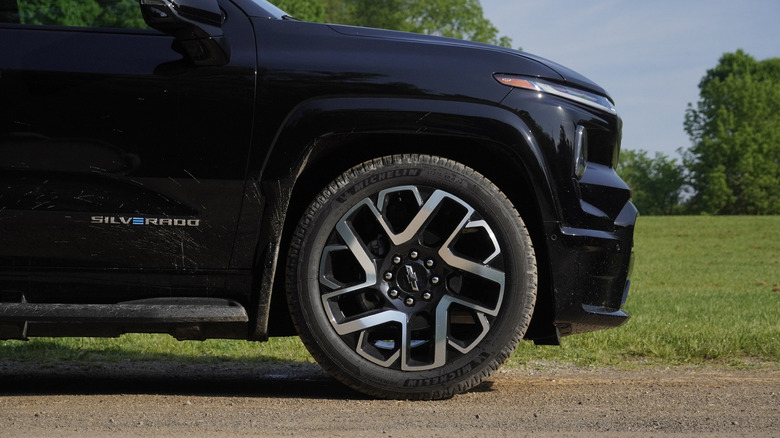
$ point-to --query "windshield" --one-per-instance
(267, 7)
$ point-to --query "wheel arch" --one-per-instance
(324, 138)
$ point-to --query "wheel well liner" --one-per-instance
(320, 144)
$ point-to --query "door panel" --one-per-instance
(118, 153)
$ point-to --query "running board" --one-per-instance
(183, 318)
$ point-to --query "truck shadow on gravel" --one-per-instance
(286, 379)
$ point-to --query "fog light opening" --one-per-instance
(580, 151)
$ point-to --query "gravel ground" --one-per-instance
(143, 399)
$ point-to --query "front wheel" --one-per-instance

+---+

### Problem statement
Whenever you reach a picture, pass over it; print all the other material exactly.

### Solution for this task
$ point-to --query "windshield" --one-per-instance
(267, 7)
$ point-to --query "wheel arch" --one-per-instance
(324, 138)
$ point-to --query "wheel well liner" --one-per-instance
(320, 144)
$ point-to --query "door panel" --one-per-instance
(118, 153)
$ point-to --query "running board" --one-per-instance
(183, 318)
$ point-to --query "truck shadow on gravel" --one-per-instance
(286, 379)
$ point-to --query "fog light opening" --one-per-instance
(580, 151)
$ point-to --query "gravel ground" --one-per-instance
(143, 399)
$ point-to --query "front wheel" --one-per-instance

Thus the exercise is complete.